Eso es la Misa, nuestra Misa, celebrada con esa misma fe domingo a domingo y día a día en nuestra parroquia, la Iglesia presente entre las casas de los hombres. Cada vez que asistimos a Misa, nos unimos a Cristo y a la Iglesia en el acto de culto más perfecto que puede haber.
La Misa es hacer presente nuestra salvación en nuestro aquí y en nuestro ahora. Por eso la Misa es el centro de nuestra vida cristiana y la expresión más plena de nuestro ser Iglesia.
Por algo la Iglesia nos pide a los católicos, en realidad nos manda, el asistir todos los domingos a la Santa Misa, como para involucrarnos como actores en ese maravilloso drama de la redención del mundo.
La asistencia a Misa en familia es parte de una sana tradición que no podemos dejar perder, y toca a los padres de familia, mientras sus hijos son todavía niños, ayudarles a vivir la Misa como algo vivo y no tan sólo como un acontecimiento o una celebración social.
No asistamos a “oír” Misa, participemos activamente en ella y pidamos a nuestros sacerdotes que la celebren siempre con la dignidad que merece el sacrificio santo de Cristo, de Jesucristo, Sumo y Eterno Sacerdote.

**Instrucciones**
a - Indica si cada afirmación concuerda con el fragmento sobre la Misa y responde sí o no, citando textualmente las palabras que lo deciden: (i) la Iglesia manda a los católicos asistir todos los domingos a Misa; (ii) la asistencia a Misa en familia es una tradición que ya se perdió; (iii) se pide asistir a Misa solo para oírla.
b - Presenta como una lista JSON de cadenas, una por línea y sin las líneas en blanco, las filas que van desde el comienzo de las filas hasta la línea que contiene "(1, 74), (399, 189)", ambas incluidas.

Fragmentos de datos de regiones etiquetadas:
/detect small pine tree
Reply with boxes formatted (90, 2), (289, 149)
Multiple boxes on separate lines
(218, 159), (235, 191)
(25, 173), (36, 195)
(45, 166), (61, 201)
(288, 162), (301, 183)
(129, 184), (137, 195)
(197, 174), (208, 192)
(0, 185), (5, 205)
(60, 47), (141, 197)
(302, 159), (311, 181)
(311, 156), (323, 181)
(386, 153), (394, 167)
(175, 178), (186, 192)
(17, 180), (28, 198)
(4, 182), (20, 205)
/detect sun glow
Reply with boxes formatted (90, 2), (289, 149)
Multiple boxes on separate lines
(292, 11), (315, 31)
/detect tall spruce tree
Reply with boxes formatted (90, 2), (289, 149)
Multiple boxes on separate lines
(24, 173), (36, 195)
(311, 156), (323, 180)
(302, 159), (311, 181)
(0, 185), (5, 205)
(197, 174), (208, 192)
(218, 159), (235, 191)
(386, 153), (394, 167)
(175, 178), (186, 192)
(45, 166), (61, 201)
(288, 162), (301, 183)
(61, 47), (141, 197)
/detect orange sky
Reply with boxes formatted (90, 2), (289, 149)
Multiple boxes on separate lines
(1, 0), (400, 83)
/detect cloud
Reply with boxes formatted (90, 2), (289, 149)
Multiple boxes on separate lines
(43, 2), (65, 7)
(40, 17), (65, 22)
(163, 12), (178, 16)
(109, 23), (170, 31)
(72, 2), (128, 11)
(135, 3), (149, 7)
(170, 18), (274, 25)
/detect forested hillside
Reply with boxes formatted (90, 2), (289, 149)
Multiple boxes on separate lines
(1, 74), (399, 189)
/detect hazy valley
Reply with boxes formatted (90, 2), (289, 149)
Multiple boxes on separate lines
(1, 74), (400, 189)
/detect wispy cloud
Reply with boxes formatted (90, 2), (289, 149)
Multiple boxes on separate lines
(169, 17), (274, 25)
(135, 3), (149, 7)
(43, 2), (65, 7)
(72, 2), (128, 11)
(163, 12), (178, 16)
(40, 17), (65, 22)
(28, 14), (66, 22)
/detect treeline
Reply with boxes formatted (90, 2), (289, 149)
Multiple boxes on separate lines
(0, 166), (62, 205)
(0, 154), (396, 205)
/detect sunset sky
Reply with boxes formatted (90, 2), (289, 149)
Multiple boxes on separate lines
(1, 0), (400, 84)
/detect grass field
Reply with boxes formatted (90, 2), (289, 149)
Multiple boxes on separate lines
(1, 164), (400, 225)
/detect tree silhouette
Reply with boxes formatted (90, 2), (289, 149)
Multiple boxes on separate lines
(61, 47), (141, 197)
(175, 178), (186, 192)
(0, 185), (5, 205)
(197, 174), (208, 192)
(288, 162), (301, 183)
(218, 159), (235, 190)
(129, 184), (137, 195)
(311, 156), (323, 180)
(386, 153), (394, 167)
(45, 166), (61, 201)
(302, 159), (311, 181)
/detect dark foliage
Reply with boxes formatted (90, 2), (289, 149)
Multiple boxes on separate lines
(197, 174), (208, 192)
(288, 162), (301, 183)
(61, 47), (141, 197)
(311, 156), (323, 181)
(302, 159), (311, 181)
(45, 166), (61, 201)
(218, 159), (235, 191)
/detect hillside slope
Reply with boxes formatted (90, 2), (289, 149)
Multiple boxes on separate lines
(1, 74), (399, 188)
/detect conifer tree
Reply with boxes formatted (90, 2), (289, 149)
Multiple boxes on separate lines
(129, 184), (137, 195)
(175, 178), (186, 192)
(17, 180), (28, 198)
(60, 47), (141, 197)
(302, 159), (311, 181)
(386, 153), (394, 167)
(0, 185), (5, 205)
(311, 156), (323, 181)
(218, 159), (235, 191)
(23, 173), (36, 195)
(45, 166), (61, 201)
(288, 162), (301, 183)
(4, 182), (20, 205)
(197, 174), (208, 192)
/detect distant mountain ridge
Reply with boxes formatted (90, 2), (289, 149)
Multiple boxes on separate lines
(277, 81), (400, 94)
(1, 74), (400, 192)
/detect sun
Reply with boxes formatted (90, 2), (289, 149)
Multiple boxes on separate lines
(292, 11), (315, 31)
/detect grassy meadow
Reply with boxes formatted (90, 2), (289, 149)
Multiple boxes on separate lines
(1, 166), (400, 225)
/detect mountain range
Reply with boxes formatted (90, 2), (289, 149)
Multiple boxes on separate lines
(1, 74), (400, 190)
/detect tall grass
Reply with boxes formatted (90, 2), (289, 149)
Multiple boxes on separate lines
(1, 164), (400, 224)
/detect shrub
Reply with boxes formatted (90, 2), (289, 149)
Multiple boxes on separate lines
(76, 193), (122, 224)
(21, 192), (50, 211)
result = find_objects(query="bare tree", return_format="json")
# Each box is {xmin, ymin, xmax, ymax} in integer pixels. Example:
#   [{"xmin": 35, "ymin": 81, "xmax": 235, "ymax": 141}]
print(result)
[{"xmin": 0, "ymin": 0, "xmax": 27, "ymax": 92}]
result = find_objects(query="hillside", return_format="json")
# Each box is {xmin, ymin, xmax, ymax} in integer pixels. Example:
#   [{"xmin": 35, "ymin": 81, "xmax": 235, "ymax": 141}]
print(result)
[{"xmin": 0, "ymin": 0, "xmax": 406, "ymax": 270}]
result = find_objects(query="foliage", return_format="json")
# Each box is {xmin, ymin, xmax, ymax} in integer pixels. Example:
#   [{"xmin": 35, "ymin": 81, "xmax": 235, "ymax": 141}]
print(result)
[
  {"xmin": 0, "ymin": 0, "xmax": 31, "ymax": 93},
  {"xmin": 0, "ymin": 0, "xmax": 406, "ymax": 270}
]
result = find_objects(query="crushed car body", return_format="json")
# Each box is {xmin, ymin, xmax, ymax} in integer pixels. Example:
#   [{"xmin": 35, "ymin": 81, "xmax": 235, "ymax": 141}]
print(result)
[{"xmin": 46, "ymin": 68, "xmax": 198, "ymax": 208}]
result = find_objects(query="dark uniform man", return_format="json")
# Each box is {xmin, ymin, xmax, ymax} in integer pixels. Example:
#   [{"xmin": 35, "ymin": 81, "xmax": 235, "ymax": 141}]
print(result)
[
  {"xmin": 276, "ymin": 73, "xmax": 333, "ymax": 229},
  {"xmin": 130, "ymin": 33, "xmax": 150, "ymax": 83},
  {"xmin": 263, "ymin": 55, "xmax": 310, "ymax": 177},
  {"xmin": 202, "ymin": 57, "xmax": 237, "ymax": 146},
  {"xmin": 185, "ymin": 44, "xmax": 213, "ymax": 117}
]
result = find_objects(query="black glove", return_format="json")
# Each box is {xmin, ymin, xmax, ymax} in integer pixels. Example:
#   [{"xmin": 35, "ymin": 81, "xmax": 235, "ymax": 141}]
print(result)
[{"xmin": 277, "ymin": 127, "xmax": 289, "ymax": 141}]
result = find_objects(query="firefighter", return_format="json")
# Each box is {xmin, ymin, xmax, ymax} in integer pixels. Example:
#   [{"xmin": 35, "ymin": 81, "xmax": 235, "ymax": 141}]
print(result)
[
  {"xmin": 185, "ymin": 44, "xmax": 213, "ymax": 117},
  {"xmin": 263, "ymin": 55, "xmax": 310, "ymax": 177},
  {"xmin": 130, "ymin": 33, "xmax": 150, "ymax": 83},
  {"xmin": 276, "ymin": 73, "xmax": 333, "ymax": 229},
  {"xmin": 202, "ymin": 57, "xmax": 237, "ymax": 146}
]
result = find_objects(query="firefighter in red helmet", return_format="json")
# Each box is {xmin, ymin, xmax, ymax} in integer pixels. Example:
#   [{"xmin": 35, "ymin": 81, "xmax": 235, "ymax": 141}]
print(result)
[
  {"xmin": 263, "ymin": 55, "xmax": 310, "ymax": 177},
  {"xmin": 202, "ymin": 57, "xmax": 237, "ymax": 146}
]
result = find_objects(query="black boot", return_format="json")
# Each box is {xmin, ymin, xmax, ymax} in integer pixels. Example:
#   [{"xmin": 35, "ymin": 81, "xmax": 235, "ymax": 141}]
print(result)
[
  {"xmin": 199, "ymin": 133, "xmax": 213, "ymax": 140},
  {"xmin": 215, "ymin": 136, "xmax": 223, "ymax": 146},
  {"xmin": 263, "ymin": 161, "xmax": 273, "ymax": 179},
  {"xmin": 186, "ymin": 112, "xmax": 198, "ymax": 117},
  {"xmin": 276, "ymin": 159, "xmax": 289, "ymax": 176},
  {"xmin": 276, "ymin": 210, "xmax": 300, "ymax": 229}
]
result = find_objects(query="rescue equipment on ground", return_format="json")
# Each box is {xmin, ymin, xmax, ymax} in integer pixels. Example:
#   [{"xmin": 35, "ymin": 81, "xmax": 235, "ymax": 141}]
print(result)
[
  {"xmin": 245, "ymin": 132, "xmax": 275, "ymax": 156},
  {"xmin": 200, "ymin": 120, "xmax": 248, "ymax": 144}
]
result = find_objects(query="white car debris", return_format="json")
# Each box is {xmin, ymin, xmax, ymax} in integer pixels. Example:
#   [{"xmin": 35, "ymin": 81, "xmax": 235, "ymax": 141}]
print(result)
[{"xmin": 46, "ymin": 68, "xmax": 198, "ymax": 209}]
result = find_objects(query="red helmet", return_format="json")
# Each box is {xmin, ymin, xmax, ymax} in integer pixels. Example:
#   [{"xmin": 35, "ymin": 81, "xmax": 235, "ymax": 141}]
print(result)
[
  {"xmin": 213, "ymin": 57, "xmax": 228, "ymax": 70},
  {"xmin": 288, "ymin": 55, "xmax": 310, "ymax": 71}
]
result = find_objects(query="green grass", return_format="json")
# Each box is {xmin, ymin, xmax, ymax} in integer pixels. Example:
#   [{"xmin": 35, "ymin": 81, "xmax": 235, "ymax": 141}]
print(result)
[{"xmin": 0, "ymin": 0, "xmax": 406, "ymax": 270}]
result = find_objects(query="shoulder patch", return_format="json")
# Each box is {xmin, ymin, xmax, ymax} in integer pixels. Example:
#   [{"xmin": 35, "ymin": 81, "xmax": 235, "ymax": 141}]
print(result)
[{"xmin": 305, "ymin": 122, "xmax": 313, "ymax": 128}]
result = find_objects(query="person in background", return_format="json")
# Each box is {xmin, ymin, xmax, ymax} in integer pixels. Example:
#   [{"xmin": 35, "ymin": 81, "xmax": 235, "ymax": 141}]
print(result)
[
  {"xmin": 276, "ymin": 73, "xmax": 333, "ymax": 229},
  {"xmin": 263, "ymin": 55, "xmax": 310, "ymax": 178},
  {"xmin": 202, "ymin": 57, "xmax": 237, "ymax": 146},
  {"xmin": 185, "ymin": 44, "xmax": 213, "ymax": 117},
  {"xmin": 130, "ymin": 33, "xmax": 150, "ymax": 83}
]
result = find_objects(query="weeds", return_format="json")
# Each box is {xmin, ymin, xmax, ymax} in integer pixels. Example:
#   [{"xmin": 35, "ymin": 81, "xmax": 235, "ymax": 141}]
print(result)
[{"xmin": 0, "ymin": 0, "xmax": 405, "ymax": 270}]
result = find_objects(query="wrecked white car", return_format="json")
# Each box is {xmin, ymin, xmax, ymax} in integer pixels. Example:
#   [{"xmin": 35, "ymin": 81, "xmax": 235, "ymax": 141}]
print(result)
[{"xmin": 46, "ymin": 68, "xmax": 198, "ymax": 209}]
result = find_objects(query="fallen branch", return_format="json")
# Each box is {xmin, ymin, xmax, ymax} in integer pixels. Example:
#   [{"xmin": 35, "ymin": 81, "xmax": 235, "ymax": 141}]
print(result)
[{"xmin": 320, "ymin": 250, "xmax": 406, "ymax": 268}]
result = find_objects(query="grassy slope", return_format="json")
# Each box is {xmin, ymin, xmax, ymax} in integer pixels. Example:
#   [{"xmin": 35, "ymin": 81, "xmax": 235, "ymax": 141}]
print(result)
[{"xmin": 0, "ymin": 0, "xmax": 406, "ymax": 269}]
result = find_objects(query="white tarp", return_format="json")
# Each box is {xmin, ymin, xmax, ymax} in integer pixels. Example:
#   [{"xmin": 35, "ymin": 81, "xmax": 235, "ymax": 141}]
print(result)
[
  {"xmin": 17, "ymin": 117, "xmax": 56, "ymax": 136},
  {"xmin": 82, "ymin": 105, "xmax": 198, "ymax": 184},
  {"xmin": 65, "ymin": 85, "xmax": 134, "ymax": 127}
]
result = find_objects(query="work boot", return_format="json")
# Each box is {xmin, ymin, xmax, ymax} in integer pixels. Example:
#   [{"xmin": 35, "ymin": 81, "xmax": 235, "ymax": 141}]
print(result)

**Soluciones**
a -
(i) Sí: "en realidad nos manda, el asistir todos los domingos a la Santa Misa".
(ii) No: "es parte de una sana tradición que no podemos dejar perder".
(iii) No: "No asistamos a “oír” Misa, participemos activamente en ella".

b -
[
  "/detect small pine tree",
  "Reply with boxes formatted (90, 2), (289, 149)",
  "Multiple boxes on separate lines",
  "(218, 159), (235, 191)",
  "(25, 173), (36, 195)",
  "(45, 166), (61, 201)",
  "(288, 162), (301, 183)",
  "(129, 184), (137, 195)",
  "(197, 174), (208, 192)",
  "(0, 185), (5, 205)",
  "(60, 47), (141, 197)",
  "(302, 159), (311, 181)",
  "(311, 156), (323, 181)",
  "(386, 153), (394, 167)",
  "(175, 178), (186, 192)",
  "(17, 180), (28, 198)",
  "(4, 182), (20, 205)",
  "/detect sun glow",
  "Reply with boxes formatted (90, 2), (289, 149)",
  "Multiple boxes on separate lines",
  "(292, 11), (315, 31)",
  "/detect tall spruce tree",
  "Reply with boxes formatted (90, 2), (289, 149)",
  "Multiple boxes on separate lines",
  "(24, 173), (36, 195)",
  "(311, 156), (323, 180)",
  "(302, 159), (311, 181)",
  "(0, 185), (5, 205)",
  "(197, 174), (208, 192)",
  "(218, 159), (235, 191)",
  "(386, 153), (394, 167)",
  "(175, 178), (186, 192)",
  "(45, 166), (61, 201)",
  "(288, 162), (301, 183)",
  "(61, 47), (141, 197)",
  "/detect orange sky",
  "Reply with boxes formatted (90, 2), (289, 149)",
  "Multiple boxes on separate lines",
  "(1, 0), (400, 83)",
  "/detect cloud",
  "Reply with boxes formatted (90, 2), (289, 149)",
  "Multiple boxes on separate lines",
  "(43, 2), (65, 7)",
  "(40, 17), (65, 22)",
  "(163, 12), (178, 16)",
  "(109, 23), (170, 31)",
  "(72, 2), (128, 11)",
  "(135, 3), (149, 7)",
  "(170, 18), (274, 25)",
  "/detect forested hillside",
  "Reply with boxes formatted (90, 2), (289, 149)",
  "Multiple boxes on separate lines",
  "(1, 74), (399, 189)"
]